Turn the lines below into a numbered list with no blank lines, covering every line. Leave the pictures out of your list.

---------- Materials provided

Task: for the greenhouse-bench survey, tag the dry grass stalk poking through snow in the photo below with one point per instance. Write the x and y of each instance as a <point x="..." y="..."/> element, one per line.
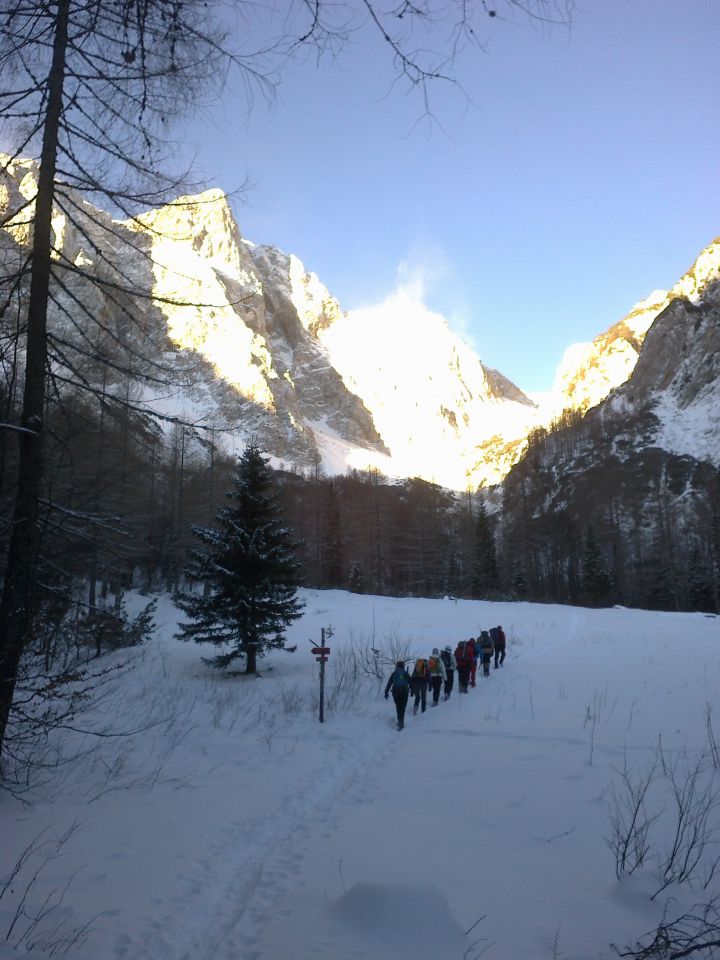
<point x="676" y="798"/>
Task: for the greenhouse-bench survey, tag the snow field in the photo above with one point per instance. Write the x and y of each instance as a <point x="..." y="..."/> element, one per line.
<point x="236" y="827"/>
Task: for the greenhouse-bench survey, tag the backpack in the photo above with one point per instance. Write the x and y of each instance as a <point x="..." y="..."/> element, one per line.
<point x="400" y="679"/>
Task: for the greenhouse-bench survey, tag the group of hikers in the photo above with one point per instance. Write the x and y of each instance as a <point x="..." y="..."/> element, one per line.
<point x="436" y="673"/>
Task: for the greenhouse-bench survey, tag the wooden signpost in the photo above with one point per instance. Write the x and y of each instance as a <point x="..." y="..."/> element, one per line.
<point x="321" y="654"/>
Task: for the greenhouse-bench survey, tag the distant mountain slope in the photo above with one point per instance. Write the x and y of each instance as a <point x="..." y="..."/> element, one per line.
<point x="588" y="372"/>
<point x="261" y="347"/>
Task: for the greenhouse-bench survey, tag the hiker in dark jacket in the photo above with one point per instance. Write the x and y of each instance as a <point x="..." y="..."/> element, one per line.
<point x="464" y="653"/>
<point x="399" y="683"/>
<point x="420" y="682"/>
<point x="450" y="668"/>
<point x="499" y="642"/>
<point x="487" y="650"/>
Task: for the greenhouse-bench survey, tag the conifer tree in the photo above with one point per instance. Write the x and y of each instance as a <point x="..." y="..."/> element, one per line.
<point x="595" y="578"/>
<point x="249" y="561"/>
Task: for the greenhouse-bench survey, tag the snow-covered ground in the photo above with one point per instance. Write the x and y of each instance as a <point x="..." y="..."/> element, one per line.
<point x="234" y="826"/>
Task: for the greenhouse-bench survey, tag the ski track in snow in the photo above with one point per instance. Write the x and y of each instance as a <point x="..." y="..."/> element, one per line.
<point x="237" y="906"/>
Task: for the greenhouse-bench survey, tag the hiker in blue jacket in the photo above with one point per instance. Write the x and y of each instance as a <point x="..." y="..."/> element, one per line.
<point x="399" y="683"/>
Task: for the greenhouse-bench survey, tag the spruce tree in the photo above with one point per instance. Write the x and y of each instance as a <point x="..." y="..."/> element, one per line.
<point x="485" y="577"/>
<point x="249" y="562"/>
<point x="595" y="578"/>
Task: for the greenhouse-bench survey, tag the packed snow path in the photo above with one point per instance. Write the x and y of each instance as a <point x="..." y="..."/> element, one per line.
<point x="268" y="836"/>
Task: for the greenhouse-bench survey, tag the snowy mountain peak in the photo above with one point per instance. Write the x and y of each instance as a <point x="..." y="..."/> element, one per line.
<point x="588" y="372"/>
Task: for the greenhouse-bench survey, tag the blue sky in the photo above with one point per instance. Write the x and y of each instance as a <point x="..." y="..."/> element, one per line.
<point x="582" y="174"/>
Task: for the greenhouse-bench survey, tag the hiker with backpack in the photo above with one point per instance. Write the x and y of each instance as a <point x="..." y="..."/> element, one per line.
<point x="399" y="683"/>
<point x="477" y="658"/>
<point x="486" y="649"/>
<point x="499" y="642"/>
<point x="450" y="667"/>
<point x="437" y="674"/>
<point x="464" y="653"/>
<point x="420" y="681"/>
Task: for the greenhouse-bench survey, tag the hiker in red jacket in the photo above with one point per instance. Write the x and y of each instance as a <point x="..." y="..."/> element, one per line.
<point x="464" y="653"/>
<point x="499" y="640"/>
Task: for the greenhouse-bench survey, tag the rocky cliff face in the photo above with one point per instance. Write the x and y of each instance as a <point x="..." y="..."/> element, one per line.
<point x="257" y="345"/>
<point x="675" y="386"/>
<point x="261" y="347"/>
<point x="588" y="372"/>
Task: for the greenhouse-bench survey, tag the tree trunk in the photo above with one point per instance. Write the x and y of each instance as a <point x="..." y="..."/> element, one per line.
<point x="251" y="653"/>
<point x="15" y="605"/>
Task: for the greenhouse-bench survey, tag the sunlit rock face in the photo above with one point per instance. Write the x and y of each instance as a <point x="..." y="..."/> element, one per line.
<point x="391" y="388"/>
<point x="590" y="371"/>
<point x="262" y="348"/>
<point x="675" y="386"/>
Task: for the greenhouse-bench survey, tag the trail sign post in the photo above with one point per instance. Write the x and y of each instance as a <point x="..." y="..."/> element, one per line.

--------------------

### Task response
1. Task: for the greenhouse-bench survey, tag the dry grass stalk poking through snow in the photo below with one point per instance. Write the x and y of each instance as a <point x="..." y="..."/> element, one per line.
2. <point x="676" y="798"/>
3. Task: for the greenhouse-bench survey, tag the snow field in the photo above with one point per instance. Write the x and y of each instance as a <point x="..." y="..."/> element, one per line.
4. <point x="236" y="827"/>
5. Task: for the greenhouse-bench survey, tag the backpack in the photo above with one point per instance. Write the x and y of each instance as a <point x="..." y="..."/> element, one per line.
6. <point x="400" y="679"/>
7. Task: for the greenhouse-bench survey, tag the group of hikers in the photo above with one point per instance. Write the x and y of each instance as a <point x="..." y="..."/> element, one per line.
8. <point x="436" y="673"/>
9. Task: for the greenhouse-bench survey, tag the wooden signpost in the photo above with one point per instance. Write the x and y of each instance as a <point x="..." y="..."/> element, one per line.
10. <point x="321" y="654"/>
11. Task: for the greenhouse-bench survey, tag the distant mountain slope in the photo above with one point per instance. Write the x and y of each instance as a <point x="..." y="..."/> element, one per line.
12. <point x="588" y="372"/>
13. <point x="261" y="347"/>
14. Task: for the greenhouse-bench survey, tag the hiker in dark jacket in the photo above with one point per instance. Write the x and y of each instance as a <point x="..." y="..."/> element, one per line.
15. <point x="464" y="653"/>
16. <point x="399" y="683"/>
17. <point x="420" y="682"/>
18. <point x="450" y="668"/>
19. <point x="499" y="642"/>
20. <point x="487" y="650"/>
21. Task: for the greenhouse-bench survey, tag the conifer tree in the photo above with one point per instance. Write the x and y of each instance as a <point x="..." y="..."/> element, one per line.
22. <point x="595" y="578"/>
23. <point x="249" y="561"/>
24. Task: for the greenhouse-bench survey, tag the snow-covered ground in the photo above with one point per instance. Write the x and y of each instance as a <point x="..." y="..."/> element, one per line.
25. <point x="234" y="826"/>
26. Task: for the greenhouse-bench survey, tag the ski track in snow in the photo above with one point per instance. Write the x and y of each instance as a <point x="..." y="..."/> element, one per line.
27. <point x="237" y="906"/>
28. Task: for the greenhouse-bench survey, tag the hiker in blue jacket in the photo above with one point per instance. Write the x and y of each instance as a <point x="..." y="..."/> element, one per line.
29. <point x="399" y="683"/>
30. Task: for the greenhouse-bench survey, tag the spruce tree in the photo above with one point per instance. Write the x and y of each instance as a <point x="..." y="..."/> element, one per line.
31. <point x="485" y="577"/>
32. <point x="249" y="562"/>
33. <point x="595" y="578"/>
34. Task: for the greenhouse-bench survey, tag the packed snow path in the photo above with one point per instance. Write the x and y of each instance as a <point x="..." y="..."/> element, one per line.
35. <point x="268" y="836"/>
36. Task: for the greenhouse-bench survey, tag the snowy mountain peak in the photo above with one point per instance. Write the x and y of each instance as a <point x="..." y="..."/> element, one per line.
37. <point x="588" y="372"/>
38. Task: for the greenhouse-bench survey, tag the blue sky in the photo above with one point per instance. Write the x and y of each instance as a <point x="..." y="..."/> element, one per line.
39. <point x="582" y="174"/>
40. Task: for the greenhouse-bench survey, tag the hiker with backpack in the photo above with one point per instance. Write the x and y of each instance as a <point x="..." y="..."/> element, one per line.
41. <point x="399" y="683"/>
42. <point x="477" y="658"/>
43. <point x="486" y="649"/>
44. <point x="499" y="642"/>
45. <point x="450" y="667"/>
46. <point x="437" y="674"/>
47. <point x="464" y="653"/>
48. <point x="420" y="681"/>
49. Task: for the greenhouse-bench survey, tag the hiker in red jacket in the photo above with one point per instance. Write the x and y of each instance as a <point x="..." y="..."/> element, one per line.
50. <point x="464" y="653"/>
51. <point x="499" y="640"/>
52. Task: for the greenhouse-bench survey, tag the rocky cliff face in the photo above with one point per instance. Write the x and y of each instance as a <point x="..." y="..."/> element, one per line.
53. <point x="257" y="345"/>
54. <point x="675" y="386"/>
55. <point x="261" y="347"/>
56. <point x="588" y="372"/>
57. Task: for the greenhouse-bench survey, tag the tree trunk in the photo above with one point per instance. Write the x and y of each instance as a <point x="..." y="..."/> element, one per line.
58. <point x="251" y="653"/>
59. <point x="15" y="605"/>
60. Task: for the greenhouse-bench survey, tag the sunlit rock face in the photo above with one point per instance. Write the x and y of each instance as a <point x="..." y="..."/> element, one per line.
61. <point x="391" y="388"/>
62. <point x="590" y="371"/>
63. <point x="262" y="348"/>
64. <point x="675" y="386"/>
65. Task: for the greenhouse-bench survey, tag the trail sign post in the photo above with one point per instance. Write the x and y of each instance as a <point x="..." y="..."/> element, one per line.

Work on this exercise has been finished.